* _Documento de origem_:
◇ ◇ ◇

NJ860 20241025 Mocambique e pos eleitoral

As eleições gerais moçambicanas, realizadas recentemente, em 9 de Outubro de 2023,e que iriam eleger o novo presidente da República, membros das assembleias provinciais, os novos deputados da Assembleia da República e os Governadores provinciais, têm sido marcadas por um cenário intenso de contestações e críticas que evidenciam a clara fragilidade da democracia no país.
Moçambique, com um histórico de tensões políticas e sociais, a realização do pleito atraiu a atenção de cidadãos e observadores internacionais, os quais esperavam um processo eleitoral mais transparente e justo. No entanto, a polarização política e as denúncias de irregularidades têm manchado o evento, trazendo à colação questões prementes sobre a legitimidade do, deste, ancien régime – de quase 50 anos – e as gritantes vozes de uma nova oposição.

◇ ◇ ◇

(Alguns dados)
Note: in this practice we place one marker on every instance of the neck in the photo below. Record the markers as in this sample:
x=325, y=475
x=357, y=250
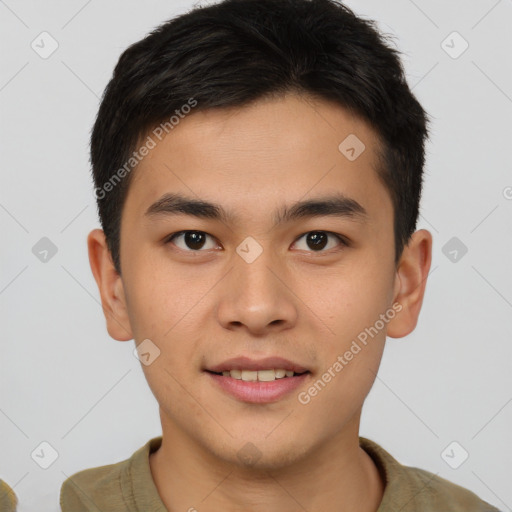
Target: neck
x=337, y=476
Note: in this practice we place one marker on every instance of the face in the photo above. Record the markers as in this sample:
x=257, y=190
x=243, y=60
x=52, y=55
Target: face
x=252, y=276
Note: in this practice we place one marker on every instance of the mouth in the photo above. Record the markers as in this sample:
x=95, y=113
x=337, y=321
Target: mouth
x=265, y=381
x=267, y=375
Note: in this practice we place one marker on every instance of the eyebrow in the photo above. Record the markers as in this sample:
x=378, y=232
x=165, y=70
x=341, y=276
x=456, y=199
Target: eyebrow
x=337, y=205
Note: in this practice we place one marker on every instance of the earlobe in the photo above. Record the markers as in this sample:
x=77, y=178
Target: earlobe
x=110, y=286
x=410, y=282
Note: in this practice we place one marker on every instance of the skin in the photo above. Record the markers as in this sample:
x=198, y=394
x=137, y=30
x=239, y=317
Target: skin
x=202, y=307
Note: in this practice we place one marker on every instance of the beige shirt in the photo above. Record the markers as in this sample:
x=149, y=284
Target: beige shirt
x=129, y=487
x=8, y=499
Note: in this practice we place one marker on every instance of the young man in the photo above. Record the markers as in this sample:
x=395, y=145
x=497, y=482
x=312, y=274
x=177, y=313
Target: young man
x=258, y=169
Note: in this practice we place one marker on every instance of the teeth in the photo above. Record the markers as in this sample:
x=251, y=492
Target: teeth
x=260, y=375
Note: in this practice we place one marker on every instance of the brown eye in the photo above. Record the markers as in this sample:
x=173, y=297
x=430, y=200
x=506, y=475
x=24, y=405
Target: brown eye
x=191, y=240
x=317, y=241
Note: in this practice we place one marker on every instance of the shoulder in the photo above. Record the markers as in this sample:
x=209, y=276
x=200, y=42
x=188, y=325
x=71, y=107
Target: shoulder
x=8, y=500
x=441, y=494
x=105, y=487
x=413, y=489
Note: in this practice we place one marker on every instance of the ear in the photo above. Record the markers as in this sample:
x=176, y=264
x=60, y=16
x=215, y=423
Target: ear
x=110, y=286
x=410, y=282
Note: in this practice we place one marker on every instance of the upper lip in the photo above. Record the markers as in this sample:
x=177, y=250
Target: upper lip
x=246, y=363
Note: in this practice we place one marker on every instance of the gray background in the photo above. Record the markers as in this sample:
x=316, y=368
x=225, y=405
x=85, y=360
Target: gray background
x=63, y=380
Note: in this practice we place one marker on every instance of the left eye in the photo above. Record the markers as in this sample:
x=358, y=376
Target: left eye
x=318, y=240
x=194, y=240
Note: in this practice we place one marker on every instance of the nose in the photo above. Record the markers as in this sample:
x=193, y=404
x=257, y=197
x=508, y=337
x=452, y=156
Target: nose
x=257, y=297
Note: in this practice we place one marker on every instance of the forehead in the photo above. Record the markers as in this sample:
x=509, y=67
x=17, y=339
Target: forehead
x=261, y=156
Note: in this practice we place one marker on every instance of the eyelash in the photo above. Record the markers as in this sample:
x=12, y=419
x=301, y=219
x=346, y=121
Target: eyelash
x=343, y=241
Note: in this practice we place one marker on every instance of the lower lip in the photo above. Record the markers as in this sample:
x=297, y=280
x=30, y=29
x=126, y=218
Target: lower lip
x=258, y=392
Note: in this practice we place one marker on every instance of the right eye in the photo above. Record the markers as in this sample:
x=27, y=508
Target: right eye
x=191, y=241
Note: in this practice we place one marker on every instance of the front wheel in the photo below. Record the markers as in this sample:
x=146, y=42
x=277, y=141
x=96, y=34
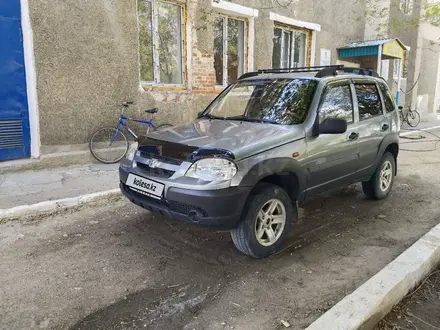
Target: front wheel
x=413, y=118
x=108, y=145
x=265, y=223
x=162, y=126
x=380, y=184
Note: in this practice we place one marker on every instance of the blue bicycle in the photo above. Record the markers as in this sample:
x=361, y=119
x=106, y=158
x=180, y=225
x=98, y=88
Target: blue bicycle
x=109, y=144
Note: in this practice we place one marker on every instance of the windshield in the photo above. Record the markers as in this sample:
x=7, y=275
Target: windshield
x=278, y=101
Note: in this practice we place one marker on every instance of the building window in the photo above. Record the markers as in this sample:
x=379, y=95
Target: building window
x=289, y=48
x=229, y=49
x=406, y=6
x=160, y=42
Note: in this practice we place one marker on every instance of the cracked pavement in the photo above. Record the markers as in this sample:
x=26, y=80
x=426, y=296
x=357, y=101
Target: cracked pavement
x=31, y=187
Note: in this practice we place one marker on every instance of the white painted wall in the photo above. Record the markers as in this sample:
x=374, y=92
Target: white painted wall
x=31, y=79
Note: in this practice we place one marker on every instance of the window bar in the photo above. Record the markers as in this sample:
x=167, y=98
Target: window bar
x=292, y=56
x=225, y=50
x=290, y=52
x=282, y=65
x=155, y=23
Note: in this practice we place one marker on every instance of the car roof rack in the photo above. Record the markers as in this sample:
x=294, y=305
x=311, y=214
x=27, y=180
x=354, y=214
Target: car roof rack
x=322, y=71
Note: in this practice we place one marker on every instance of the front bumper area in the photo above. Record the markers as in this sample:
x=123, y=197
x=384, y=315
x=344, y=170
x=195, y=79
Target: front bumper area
x=213, y=208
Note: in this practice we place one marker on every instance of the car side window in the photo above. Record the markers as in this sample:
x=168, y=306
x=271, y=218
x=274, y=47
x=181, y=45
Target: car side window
x=369, y=101
x=389, y=103
x=337, y=103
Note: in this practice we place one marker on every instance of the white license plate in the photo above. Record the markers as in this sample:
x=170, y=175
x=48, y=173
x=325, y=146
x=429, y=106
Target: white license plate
x=145, y=186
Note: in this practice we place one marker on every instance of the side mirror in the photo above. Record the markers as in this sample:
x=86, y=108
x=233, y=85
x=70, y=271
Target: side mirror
x=333, y=126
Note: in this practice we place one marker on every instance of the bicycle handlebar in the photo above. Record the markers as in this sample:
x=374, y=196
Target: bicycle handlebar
x=127, y=103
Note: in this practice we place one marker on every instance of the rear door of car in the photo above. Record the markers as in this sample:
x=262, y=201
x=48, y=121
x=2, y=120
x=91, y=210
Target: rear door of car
x=373, y=124
x=332, y=158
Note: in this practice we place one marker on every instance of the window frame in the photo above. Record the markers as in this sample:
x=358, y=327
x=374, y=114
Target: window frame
x=225, y=18
x=155, y=40
x=384, y=96
x=341, y=83
x=368, y=82
x=291, y=28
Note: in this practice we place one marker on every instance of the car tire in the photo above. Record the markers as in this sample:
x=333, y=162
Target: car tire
x=380, y=184
x=261, y=233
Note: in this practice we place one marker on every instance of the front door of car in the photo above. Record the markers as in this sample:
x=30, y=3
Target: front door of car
x=332, y=159
x=373, y=125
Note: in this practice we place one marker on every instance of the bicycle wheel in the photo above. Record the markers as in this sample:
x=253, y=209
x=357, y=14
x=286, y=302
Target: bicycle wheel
x=413, y=118
x=162, y=126
x=401, y=118
x=108, y=145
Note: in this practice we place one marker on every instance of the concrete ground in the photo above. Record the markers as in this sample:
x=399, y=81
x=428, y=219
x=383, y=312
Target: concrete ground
x=117, y=266
x=31, y=187
x=419, y=310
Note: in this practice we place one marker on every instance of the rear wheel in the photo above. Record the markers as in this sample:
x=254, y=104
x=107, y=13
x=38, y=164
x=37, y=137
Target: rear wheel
x=108, y=145
x=413, y=118
x=265, y=223
x=380, y=184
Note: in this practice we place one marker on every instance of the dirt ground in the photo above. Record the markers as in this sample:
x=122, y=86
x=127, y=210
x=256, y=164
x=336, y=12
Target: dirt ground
x=117, y=266
x=420, y=310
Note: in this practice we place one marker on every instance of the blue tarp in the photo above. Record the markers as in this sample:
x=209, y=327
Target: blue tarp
x=14, y=118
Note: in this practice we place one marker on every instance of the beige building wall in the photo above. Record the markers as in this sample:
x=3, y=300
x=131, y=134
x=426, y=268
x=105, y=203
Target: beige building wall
x=87, y=58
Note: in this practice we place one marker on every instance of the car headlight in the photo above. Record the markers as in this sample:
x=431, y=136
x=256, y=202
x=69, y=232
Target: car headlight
x=212, y=169
x=132, y=151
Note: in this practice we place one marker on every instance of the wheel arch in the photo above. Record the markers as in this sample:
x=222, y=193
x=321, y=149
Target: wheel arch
x=284, y=172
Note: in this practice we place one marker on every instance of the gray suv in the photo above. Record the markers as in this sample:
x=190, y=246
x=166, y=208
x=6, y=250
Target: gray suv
x=268, y=143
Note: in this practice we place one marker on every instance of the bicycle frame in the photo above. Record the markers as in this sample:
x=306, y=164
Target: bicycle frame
x=122, y=122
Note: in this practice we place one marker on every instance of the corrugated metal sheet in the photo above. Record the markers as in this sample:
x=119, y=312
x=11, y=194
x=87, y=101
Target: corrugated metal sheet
x=367, y=43
x=364, y=48
x=358, y=51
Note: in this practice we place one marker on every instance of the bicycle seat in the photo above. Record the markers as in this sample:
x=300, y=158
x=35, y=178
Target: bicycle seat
x=154, y=110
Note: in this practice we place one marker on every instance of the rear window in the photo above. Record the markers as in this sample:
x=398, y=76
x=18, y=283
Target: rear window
x=369, y=101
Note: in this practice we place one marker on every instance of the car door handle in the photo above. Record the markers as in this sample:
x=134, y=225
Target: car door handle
x=353, y=136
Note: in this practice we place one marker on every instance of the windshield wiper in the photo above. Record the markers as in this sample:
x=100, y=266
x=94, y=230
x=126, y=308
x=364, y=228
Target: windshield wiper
x=209, y=116
x=253, y=120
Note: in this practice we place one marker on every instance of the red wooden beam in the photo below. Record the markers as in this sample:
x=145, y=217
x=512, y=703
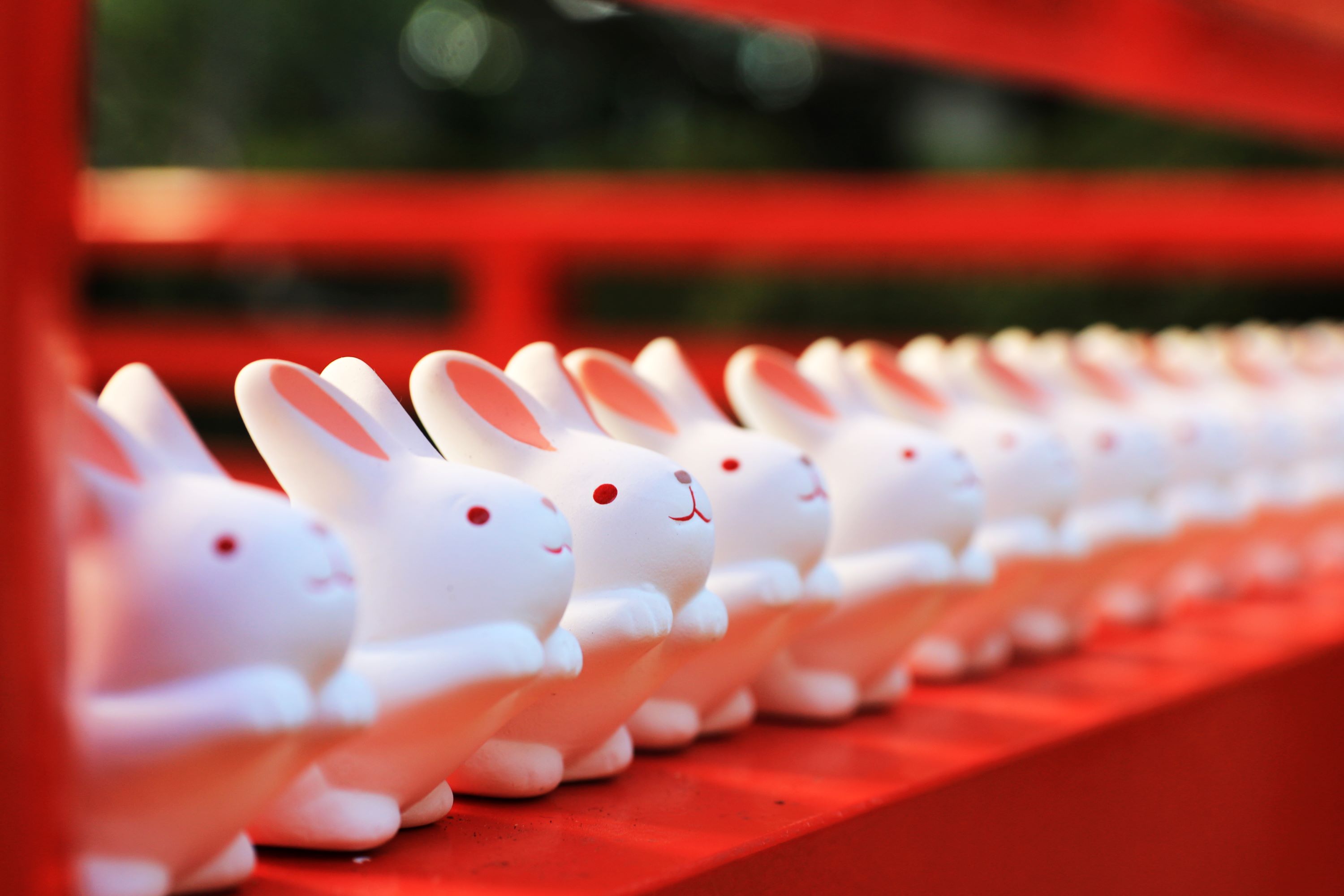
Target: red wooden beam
x=1233, y=61
x=1195, y=759
x=1132, y=224
x=39, y=78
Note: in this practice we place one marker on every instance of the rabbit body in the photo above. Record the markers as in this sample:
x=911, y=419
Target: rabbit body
x=467, y=574
x=771, y=528
x=209, y=628
x=893, y=563
x=643, y=544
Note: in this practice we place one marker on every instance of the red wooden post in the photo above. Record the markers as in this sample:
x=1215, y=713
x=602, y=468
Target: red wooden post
x=511, y=299
x=39, y=77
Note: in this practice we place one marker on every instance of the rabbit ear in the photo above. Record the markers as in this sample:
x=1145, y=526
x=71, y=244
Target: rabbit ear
x=769, y=394
x=1006, y=381
x=878, y=367
x=1097, y=377
x=476, y=414
x=366, y=389
x=108, y=460
x=138, y=400
x=316, y=440
x=621, y=402
x=823, y=365
x=538, y=369
x=663, y=365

◇ ◇ ◇

* _Instrução 1_: Reescreva o trecho do texto sobre as eleições em Moçambique compreendido entre "As eleições gerais" e "democracia no país.", inclusive, substituindo "contestações" por "protestos".
* _Instrução 2_: Enumere todos os cargos que, segundo o texto sobre as eleições em Moçambique, as eleições gerais iriam eleger.

* _Solução proposta 1_:
As eleições gerais moçambicanas, realizadas recentemente, em 9 de Outubro de 2023,e que iriam eleger o novo presidente da República, membros das assembleias provinciais, os novos deputados da Assembleia da República e os Governadores provinciais, têm sido marcadas por um cenário intenso de protestos e críticas que evidenciam a clara fragilidade da democracia no país.

* _Solução proposta 2_:
- Presidente da República
- Membros das assembleias provinciais
- Deputados da Assembleia da República
- Governadores provinciais